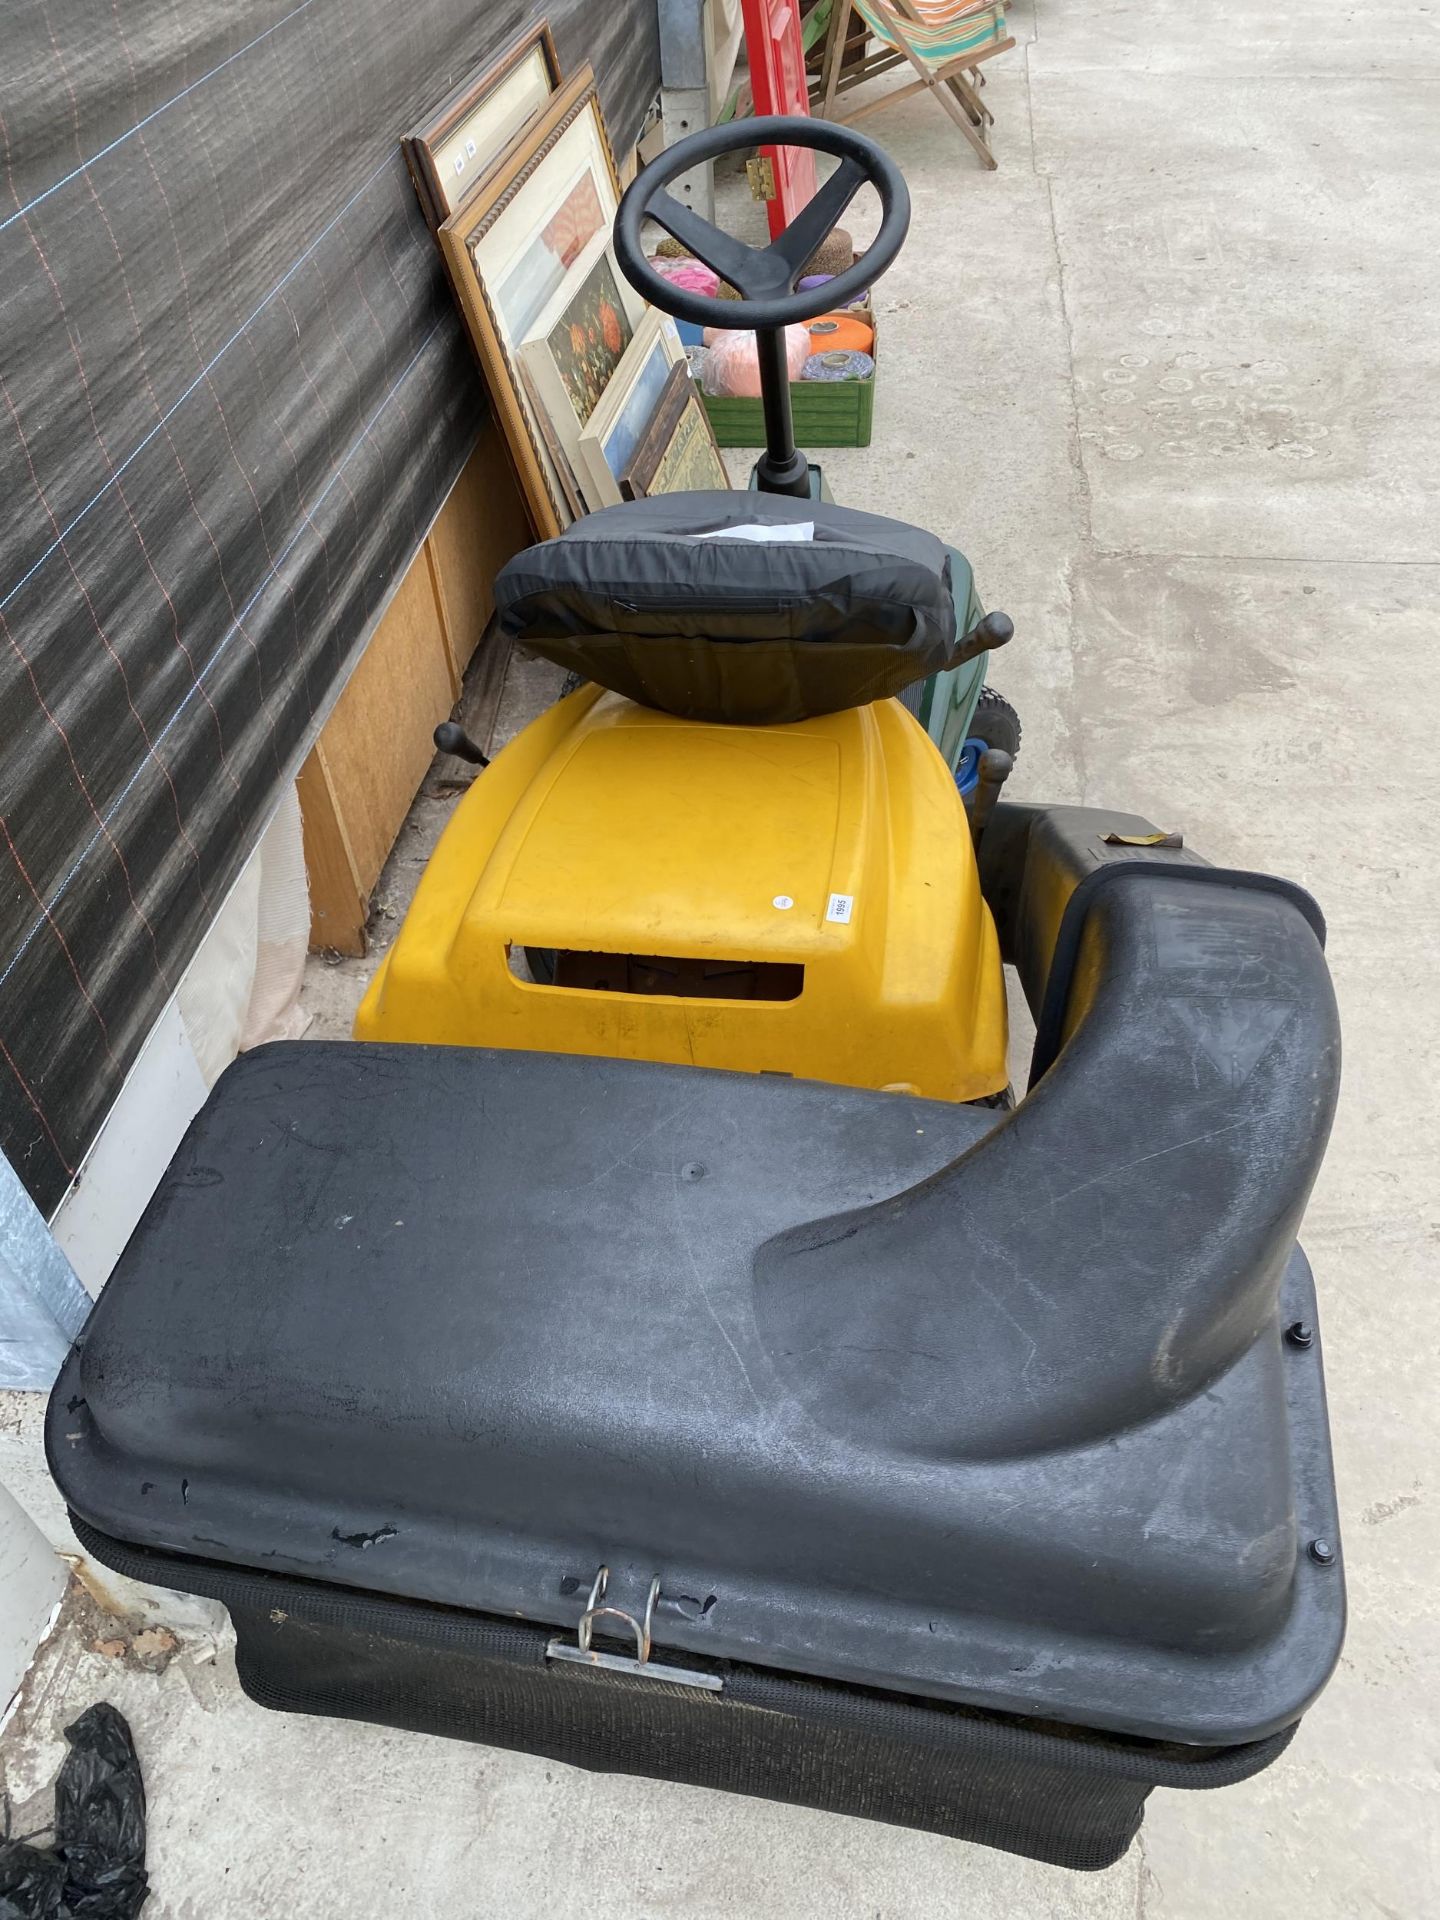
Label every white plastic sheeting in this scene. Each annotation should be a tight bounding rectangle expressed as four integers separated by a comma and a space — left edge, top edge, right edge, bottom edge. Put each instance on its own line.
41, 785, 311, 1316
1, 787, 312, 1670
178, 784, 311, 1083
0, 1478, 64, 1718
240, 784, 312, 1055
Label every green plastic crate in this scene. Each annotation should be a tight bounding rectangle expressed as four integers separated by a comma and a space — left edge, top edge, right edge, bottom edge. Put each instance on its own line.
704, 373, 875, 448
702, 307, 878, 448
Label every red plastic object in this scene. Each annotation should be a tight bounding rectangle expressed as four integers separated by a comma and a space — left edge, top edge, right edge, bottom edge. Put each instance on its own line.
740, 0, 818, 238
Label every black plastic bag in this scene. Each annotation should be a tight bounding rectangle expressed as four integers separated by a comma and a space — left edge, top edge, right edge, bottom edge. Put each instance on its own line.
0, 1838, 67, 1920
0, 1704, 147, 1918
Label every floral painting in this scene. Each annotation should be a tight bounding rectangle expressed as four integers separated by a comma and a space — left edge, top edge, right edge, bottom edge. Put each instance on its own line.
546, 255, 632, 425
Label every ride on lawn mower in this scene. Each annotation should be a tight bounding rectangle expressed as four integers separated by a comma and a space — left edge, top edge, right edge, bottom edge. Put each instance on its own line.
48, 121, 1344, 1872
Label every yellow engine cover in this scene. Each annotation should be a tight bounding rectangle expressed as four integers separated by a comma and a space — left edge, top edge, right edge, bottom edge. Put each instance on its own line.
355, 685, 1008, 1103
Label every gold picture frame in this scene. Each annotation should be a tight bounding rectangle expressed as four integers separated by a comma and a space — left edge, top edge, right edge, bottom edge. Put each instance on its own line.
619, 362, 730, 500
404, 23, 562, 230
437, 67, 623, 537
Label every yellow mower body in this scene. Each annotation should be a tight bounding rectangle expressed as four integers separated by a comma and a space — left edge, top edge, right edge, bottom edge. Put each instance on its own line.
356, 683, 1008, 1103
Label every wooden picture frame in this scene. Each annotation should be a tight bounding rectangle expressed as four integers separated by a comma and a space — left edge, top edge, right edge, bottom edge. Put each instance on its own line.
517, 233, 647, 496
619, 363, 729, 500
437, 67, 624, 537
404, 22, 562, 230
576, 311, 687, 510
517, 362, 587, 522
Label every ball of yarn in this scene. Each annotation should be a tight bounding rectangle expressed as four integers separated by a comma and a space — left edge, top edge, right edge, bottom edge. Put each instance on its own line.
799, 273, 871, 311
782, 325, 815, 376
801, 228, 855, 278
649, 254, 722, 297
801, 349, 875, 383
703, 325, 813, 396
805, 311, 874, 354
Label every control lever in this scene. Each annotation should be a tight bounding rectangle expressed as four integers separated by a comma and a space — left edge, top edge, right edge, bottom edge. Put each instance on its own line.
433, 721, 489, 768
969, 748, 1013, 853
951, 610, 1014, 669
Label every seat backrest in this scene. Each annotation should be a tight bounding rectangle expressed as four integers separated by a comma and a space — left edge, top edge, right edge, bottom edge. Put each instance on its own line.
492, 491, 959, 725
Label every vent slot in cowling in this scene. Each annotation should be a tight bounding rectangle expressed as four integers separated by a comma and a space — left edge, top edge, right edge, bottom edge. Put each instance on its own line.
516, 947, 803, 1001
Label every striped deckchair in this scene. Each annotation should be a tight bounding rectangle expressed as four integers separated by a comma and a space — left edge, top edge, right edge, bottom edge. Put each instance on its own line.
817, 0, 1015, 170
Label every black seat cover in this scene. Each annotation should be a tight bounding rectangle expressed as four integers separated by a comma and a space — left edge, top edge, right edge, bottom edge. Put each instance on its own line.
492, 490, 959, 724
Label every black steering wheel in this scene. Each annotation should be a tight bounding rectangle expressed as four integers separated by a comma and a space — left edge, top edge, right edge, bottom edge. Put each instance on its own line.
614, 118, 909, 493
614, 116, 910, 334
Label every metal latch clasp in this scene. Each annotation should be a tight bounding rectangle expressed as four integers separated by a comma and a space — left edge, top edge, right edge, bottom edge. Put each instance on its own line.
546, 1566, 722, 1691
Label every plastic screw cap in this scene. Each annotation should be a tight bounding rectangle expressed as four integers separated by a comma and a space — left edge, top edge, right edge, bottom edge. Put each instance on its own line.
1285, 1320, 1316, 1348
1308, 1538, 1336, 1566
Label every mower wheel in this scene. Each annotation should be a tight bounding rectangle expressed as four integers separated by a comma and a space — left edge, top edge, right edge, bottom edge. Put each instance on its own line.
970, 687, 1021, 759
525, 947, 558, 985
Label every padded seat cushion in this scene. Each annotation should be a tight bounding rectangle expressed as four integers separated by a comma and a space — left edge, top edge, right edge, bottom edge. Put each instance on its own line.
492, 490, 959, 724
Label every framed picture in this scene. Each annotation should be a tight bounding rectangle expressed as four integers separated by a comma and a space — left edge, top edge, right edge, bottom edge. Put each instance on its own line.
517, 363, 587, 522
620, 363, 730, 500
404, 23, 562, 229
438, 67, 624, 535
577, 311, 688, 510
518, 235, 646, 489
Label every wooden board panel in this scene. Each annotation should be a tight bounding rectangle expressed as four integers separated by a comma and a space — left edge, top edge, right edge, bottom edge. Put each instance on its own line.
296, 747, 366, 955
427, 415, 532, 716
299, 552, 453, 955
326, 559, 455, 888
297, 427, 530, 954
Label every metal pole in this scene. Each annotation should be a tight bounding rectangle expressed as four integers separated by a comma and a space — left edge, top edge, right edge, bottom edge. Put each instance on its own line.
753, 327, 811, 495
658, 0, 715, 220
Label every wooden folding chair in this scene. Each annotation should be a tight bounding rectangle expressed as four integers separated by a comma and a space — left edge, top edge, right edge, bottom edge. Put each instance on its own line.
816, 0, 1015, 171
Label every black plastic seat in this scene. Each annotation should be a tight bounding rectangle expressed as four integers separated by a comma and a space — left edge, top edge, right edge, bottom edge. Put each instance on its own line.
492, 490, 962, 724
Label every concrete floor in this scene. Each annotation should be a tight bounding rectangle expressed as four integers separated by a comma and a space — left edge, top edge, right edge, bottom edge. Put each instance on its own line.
_ _ _ _ _
Task prompt: Above are the records; return them exactly, minus the pictures.

Exercise result:
Label every white plastic sheeting in this scene. Each annotation should be a tight bounding rectangle expressed as four integers separated by a comma and a space — left edge, top edge, right edge, bottom edge. Put each instance on its own line.
41, 785, 311, 1316
1, 787, 312, 1670
178, 784, 311, 1083
0, 1478, 64, 1718
240, 784, 312, 1055
Label every green plastic crate in this scene. Each annotation should be a tight bounding rectangle expressed as four integers separated by a comma and a space — left edge, top edge, right edge, bottom edge. Put each instance on its own line.
704, 373, 875, 448
702, 307, 878, 448
Label every red plastic object in this scene. Each annotation should be a tight bounding rectangle expressed as four integers separated by a comma and a space — left edge, top edge, right edge, bottom edge. Put each instance on its own line.
740, 0, 818, 238
Label every black plastic bag in this scene. Each annotation should be a tight bounding rectangle expressed as four integers separated by a comma and a space — left edge, top edge, right edge, bottom edge. Put each instance on its own line.
0, 1838, 67, 1920
0, 1704, 147, 1918
Label every floral painting in this scene. Each annotation should be a tight bounding rectangle expressed as four integers separated by a comma and a space — left edge, top edge, right edge, bottom edge. Put each instance on its own line.
546, 255, 632, 425
Label every ride on lawn mower in this scene. Each annotation should be a tight bounding rectangle expressed as four integers separated by a comma and a space — left edge, top edge, right edge, bottom edge. Put each instance on its own line.
48, 121, 1344, 1872
Label every yellow engine cover in this scene. Each annotation should be a tight bounding rectangle expressed as four integers separated by a comma and a space — left edge, top edge, right edge, bottom edge. Put each instance on its own line.
355, 685, 1008, 1103
Label every gold picture frame in this scene. Each annotation should be a tight bounding rectangle expressed as four integers separated by a comma and a space — left edge, top edge, right edge, bottom edge. Put each instance on its own line.
619, 362, 730, 500
404, 23, 562, 230
437, 67, 623, 537
Label every yellow mower body in this scene. Each annotation should be a tight bounding rectangle expressed as four integers separated by a comma and a space — left edge, top edge, right edge, bottom edge. Put each instance on its own line.
356, 683, 1008, 1103
Label every wooden picture frame in this scene. Each annotation should be a tight bounding rectangle expressed as four integers separated by a comma and a space — left edge, top edge, right edge, bottom edge. Put each instance on its own line.
517, 233, 647, 496
619, 363, 729, 500
437, 67, 624, 537
404, 22, 562, 230
576, 311, 687, 510
517, 362, 587, 522
Label every ball of yarn in this scene. Each annotation should be a tight bounding rectangle expressed as four integers separated by a comma and a space — left edge, top edge, right edge, bottom edge. Put each instance on its own line.
799, 273, 871, 311
782, 325, 815, 376
801, 228, 855, 278
649, 254, 722, 297
801, 349, 875, 383
703, 325, 813, 396
805, 311, 874, 354
Label every control lever in this scene. Each annotation should be a tight bounding rectangle expressed as four integers separated by a comma and a space — left edge, top edge, right edge, bottom edge. Put each instance on its own line.
433, 721, 489, 768
969, 748, 1013, 853
951, 610, 1014, 669
Label every seat backrest in this scene. Each annotation should be a tight bounding rectangle expressed as four integers separated by a comma and a space — left edge, top edge, right edge, bottom edge. Put each instance on its own line.
492, 491, 959, 725
Label every vent slot in cowling in this scene. Each annotation should be a tight bounding rectangle expressed as four integers separated by a comma and a space — left edge, top edge, right edge, bottom edge. Put each instance on its own line.
516, 947, 803, 1001
Label every striped deckchair in this scene. Each annotation should be a tight bounding rectangle expressed as four integers separated by a comma and a space — left edge, top edge, right edge, bottom edge. Put each instance on its own line.
817, 0, 1015, 170
Label every black seat cover in this scene. Each annotation should be a tight bounding rectangle expressed as four integers separated by a comma and a space — left edge, top edge, right edge, bottom edge. Put each instance on its own line.
492, 490, 959, 724
Label every black steering wheel in this scene. Each annotation should be a tight bounding rectangle expressed as four integers separated by a comma and a space — left edge, top edge, right edge, bottom edge. Put each instance on its own line.
614, 118, 909, 493
614, 116, 910, 334
Label every metal latch clasp in this scene. Each annotation should be a tight bounding rectangle expressed as four integers separated by a comma and a space — left edge, top edge, right edge, bottom edge. Put each instance on its own line.
546, 1566, 722, 1691
Label every plastic screw cap in this scene. Each annotation should be a tight bounding rectangle expressed as four integers separated by a comma and a space — left edge, top edge, right edge, bottom edge. Put each instance on its own line.
1285, 1320, 1316, 1348
1308, 1538, 1336, 1566
Label every mower wheel in this scene. Each annotation should be a tight bounding rectangle expressed as four integers separated by a comma and a space — left edge, top edge, right edge, bottom edge. Put each instance on its own line.
970, 687, 1021, 759
525, 947, 558, 985
Label every padded seat cushion in this scene. Each annotation should be a tight bounding rectangle expressed as four integers separated by a comma and a space — left edge, top edge, right edge, bottom edge. Put each instance on its own line.
492, 490, 959, 724
Label every framed picture in this scene. Each annotation should be a tight bounding rectangle expressed as four integers separated by a comma and a space — left edge, top edge, right edge, bottom edge. Put each instance on its own line.
517, 363, 587, 522
620, 363, 730, 500
404, 23, 562, 229
438, 67, 624, 535
577, 311, 688, 510
518, 235, 646, 489
Label every wooden board panel in this scene. Each annotation should be a tight bounding rectangle expressed as four integers separated by a comma and a space — left edge, top edge, right edge, bottom edge. Put each instance on its own line.
296, 747, 366, 955
427, 415, 532, 716
299, 552, 453, 955
326, 559, 455, 888
297, 427, 530, 954
Label every metal pole in this scene. Each annotation should be a tight bounding rectangle expressed as four integers separated by a comma and a space — left edge, top edge, right edge, bottom edge. Put each instance on its own line.
753, 327, 811, 495
658, 0, 715, 220
Label every wooden folding chair in this scene. Each annotation should be a tight bounding rectangle expressed as four integers separated by a comma and a space — left edge, top edge, right edge, bottom edge. Put each instance on its own line.
816, 0, 1015, 171
Label every black plastic seat in this scene. Each annotation should be a tight bounding rectangle expressed as four integers separated by a comma and a space — left edge, top edge, right edge, bottom edge. Put each instance on its own line.
492, 490, 962, 724
Label every concrete floor in this scene. Each annotation should be a tight bounding rectangle expressed as four integers separated by a comma and a space — left edge, top edge, right edge, bottom edge. Put each instance on its own line.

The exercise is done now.